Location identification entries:
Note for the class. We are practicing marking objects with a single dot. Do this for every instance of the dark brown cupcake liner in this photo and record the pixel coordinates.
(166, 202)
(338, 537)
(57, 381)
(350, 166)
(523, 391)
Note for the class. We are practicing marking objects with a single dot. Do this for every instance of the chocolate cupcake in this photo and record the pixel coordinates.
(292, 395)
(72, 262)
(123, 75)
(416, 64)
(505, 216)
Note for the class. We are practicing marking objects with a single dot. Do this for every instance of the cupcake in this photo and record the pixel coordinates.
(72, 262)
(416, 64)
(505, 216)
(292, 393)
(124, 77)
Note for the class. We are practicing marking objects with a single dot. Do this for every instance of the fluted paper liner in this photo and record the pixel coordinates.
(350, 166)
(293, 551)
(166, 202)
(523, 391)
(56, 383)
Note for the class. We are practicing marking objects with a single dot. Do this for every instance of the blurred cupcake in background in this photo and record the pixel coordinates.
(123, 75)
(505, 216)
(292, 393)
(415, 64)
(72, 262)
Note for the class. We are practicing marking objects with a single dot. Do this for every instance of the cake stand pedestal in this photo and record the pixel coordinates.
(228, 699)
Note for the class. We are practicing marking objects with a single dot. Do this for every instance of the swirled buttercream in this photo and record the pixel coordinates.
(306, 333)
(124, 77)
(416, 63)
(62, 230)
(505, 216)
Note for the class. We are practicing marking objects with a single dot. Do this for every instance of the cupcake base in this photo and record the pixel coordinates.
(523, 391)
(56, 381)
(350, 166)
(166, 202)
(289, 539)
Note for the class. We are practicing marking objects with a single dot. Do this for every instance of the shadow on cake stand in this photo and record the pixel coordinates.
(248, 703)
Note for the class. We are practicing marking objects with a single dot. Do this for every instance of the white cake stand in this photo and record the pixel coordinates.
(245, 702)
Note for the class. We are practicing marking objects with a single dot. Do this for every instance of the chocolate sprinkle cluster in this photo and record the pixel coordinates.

Set problem: Format every line of the material above as a JSON list of strings, one string per line, skipping blank lines.

Exercise response:
[
  "Note for the class. We are practicing marking objects with a single dot. Do this for every instance of the dark brown cupcake liner in this photo and record the pixel coordinates.",
  "(166, 202)",
  "(338, 537)",
  "(57, 381)",
  "(350, 166)",
  "(523, 391)",
  "Note for the class. We are practicing marking objects with a single dot. Do this for every instance of the chocolate cupcake in this photo and record the pixel coordinates.",
  "(292, 395)",
  "(72, 262)",
  "(123, 75)",
  "(416, 64)",
  "(505, 216)",
  "Note for the class. We are practicing marking objects with a single dot. Do this for every instance of the cupcake in this photo and record the pixel coordinates.",
  "(72, 262)",
  "(416, 64)",
  "(505, 216)",
  "(292, 393)",
  "(124, 77)",
  "Note for the class. We are practicing marking objects with a single dot. Do this for every instance of the fluted paper liner in this photo and record the pixel coordinates.",
  "(350, 166)",
  "(293, 551)",
  "(166, 202)",
  "(523, 391)",
  "(56, 383)",
  "Note for the class. We are practicing marking objects with a single dot. Do this for every instance of the blurred cupcake in background in this photo and record the pixel coordinates.",
  "(123, 75)",
  "(505, 216)",
  "(292, 393)",
  "(415, 64)",
  "(72, 262)",
  "Note for the class. We are practicing marking objects with a single dot. Do this for every instance of the cake stand pedestal in this photo and record the pixel coordinates.",
  "(228, 699)",
  "Note for the class. We are practicing marking objects with a single dot. Do this for every instance of the swirled buttercream in this photo and record the pixel coordinates.",
  "(306, 333)",
  "(124, 77)",
  "(416, 63)",
  "(62, 230)",
  "(505, 216)",
  "Note for the class. We are practicing marking objects with a single dot. Do this for every instance of the cupcake base in this photo and record the pixel coordinates.",
  "(523, 391)",
  "(56, 381)",
  "(350, 166)",
  "(166, 202)",
  "(289, 539)",
  "Note for the class. We are practicing marking objects with a single dot. Do this for every instance of the shadow on cake stand in this photo and record the pixel coordinates.",
  "(248, 703)",
  "Note for the class. We are practicing marking objects with a single dot. Do this for every instance of the white cake stand in this photo and record the pixel coordinates.",
  "(245, 702)",
  "Note for the class. We are practicing marking objects with a single dot. Do this for every instance of the chocolate sprinkle cluster in this photo and record the pixel coordinates."
]